§ Tarea a realizar
Copia el tramo del pasaje sobre la bondad del ser que va desde "El axioma que" hasta "a sí mismo.", sustituyendo "axioma" por "principio".

§ Pasaje de origen
++++++
El axioma que nos ocupa puede todavía verificarse de una manera más profunda, en el sentido de que la bondad, trascendental convertible con el ser, impulsa al mismo ser a expandirse y a sobrepasarse, a comunicar un exceso, así comprobamos en todos los agentes naturales que pertenecen a este mundo sensible, una inclinación a perfeccionar a otro por la acción transitiva o a perfeccionarse a sí mismo ontológicamente, por la acción inmanente del viviente vegetativo que se desarrolla a sí mismo.
Y en un grado más elevado aún, inconmensurable, comprobamos una inclinación a sobrepasar en conocimiento, o a sobreabundar en amor, y en estos dos casos existe al mismo tiempo un autoperfeccionamiento del sujeto; esta adquisición de una nueva perfección acompaña, en todo lo que es creado, a la sobreabundancia de que hablo, pero de por sí (ex vi notionis) no la exige necesariamente. Formalmente lo que importa es la sobreabundancia como tal; la sobreabundancia del conocimiento expresa la perfección de un ser que es de una cierta manera, que es él mismo o los otros en virtud de una existencia suprasubjetiva (de orden intencional en todas las criaturas); la sobreabundancia del amor dice la generosidad de un ser que tiende de una cierta manera, que fluye hacia alguna cosa –a sí misma o a otras- en virtud de una existencia suprasubjetiva ( de orden intencional en todas las criaturas) que es un existir por modo de don.
++++++
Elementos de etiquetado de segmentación

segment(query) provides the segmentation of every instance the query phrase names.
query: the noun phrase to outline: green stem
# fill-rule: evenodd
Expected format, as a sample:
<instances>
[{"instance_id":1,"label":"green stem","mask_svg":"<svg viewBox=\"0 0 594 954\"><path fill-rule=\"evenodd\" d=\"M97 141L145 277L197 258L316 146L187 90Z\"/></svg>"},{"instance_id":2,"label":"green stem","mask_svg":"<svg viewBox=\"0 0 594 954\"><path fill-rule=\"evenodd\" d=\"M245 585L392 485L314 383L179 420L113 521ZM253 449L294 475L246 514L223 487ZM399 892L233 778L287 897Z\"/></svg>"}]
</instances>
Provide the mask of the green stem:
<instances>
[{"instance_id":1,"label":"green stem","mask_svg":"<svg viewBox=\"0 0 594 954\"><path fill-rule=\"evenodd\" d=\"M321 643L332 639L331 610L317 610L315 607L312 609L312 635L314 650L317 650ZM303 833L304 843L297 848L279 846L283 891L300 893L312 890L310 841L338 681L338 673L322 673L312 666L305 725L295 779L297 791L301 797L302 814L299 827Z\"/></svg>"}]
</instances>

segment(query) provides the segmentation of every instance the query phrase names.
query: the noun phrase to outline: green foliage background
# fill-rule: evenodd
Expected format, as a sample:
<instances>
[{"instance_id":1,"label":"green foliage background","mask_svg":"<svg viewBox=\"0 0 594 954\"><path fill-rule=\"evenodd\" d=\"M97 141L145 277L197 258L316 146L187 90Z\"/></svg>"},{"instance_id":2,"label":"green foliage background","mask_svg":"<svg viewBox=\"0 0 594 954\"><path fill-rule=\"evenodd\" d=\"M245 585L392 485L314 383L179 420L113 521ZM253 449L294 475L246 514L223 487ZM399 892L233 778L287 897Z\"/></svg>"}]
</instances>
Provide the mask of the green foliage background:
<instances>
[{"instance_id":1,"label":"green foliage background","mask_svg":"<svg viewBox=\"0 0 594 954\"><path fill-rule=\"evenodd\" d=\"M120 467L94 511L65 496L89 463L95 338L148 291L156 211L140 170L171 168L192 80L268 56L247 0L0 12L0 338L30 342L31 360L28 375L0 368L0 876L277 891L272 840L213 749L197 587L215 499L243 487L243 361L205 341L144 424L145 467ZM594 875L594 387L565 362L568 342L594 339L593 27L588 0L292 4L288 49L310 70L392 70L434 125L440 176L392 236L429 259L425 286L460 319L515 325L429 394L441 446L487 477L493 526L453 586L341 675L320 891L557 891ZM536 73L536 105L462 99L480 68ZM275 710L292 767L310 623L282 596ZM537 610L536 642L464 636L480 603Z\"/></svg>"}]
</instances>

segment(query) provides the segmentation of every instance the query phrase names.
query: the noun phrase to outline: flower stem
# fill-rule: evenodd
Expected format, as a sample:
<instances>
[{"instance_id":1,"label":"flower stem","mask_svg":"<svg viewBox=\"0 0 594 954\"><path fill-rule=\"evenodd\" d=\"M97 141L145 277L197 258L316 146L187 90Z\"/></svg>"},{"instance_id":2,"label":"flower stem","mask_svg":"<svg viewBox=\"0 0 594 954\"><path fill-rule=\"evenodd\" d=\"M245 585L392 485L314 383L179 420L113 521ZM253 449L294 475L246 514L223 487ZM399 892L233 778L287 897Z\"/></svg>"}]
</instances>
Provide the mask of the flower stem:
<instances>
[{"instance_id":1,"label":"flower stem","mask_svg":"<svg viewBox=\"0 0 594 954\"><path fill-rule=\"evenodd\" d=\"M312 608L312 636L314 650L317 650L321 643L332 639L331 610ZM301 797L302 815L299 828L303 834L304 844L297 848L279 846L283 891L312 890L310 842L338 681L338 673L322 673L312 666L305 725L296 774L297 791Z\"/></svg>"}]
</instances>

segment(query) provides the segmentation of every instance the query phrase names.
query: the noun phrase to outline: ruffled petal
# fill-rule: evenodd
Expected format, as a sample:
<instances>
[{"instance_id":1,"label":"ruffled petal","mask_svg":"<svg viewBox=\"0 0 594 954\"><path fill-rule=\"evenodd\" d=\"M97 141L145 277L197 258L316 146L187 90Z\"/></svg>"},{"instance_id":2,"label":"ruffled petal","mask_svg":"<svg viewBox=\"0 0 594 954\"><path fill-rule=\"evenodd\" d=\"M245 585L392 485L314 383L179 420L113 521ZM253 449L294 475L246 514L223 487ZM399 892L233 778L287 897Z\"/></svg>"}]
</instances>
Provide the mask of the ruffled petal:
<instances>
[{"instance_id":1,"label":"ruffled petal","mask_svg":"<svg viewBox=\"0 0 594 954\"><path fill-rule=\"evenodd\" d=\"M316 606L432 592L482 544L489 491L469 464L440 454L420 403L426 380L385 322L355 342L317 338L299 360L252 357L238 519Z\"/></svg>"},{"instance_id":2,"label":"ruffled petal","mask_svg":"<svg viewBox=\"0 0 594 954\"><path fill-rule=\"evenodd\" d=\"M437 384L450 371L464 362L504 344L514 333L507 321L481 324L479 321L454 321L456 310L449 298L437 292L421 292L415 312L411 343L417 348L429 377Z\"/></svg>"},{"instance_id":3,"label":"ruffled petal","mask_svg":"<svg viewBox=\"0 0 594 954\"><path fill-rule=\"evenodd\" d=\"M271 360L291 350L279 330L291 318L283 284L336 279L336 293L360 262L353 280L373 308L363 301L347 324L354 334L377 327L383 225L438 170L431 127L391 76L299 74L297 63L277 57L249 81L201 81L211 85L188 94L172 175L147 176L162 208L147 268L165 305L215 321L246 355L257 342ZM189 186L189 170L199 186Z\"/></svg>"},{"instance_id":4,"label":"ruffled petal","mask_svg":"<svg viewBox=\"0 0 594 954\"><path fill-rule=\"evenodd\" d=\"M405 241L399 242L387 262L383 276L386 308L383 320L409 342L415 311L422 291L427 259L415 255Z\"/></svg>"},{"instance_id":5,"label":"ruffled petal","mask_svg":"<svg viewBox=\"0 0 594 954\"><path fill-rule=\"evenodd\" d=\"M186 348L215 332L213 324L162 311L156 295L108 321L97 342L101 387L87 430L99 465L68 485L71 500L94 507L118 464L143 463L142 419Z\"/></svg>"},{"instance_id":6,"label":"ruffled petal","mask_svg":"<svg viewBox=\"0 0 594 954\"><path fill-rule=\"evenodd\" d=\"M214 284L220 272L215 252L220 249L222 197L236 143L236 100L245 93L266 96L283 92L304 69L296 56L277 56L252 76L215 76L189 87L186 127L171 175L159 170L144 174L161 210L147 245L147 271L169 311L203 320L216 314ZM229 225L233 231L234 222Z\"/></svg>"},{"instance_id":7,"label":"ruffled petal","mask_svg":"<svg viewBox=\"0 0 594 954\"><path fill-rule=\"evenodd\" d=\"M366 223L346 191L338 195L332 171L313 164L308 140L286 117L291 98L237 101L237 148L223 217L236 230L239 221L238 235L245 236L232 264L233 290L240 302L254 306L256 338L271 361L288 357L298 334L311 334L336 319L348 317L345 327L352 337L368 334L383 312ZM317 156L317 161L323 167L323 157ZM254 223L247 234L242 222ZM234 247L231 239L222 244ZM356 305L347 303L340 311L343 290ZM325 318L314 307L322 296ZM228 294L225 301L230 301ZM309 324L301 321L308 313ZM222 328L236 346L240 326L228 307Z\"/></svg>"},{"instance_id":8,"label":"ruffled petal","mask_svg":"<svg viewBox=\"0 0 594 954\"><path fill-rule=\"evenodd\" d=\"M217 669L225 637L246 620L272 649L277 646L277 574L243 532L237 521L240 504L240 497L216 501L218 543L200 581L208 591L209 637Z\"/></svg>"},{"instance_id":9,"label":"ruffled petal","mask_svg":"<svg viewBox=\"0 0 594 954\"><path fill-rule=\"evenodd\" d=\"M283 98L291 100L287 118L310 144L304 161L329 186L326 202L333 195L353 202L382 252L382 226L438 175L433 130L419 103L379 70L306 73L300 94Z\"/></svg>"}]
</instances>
++++++
§ Salida completa
El principio que nos ocupa puede todavía verificarse de una manera más profunda, en el sentido de que la bondad, trascendental convertible con el ser, impulsa al mismo ser a expandirse y a sobrepasarse, a comunicar un exceso, así comprobamos en todos los agentes naturales que pertenecen a este mundo sensible, una inclinación a perfeccionar a otro por la acción transitiva o a perfeccionarse a sí mismo ontológicamente, por la acción inmanente del viviente vegetativo que se desarrolla a sí mismo.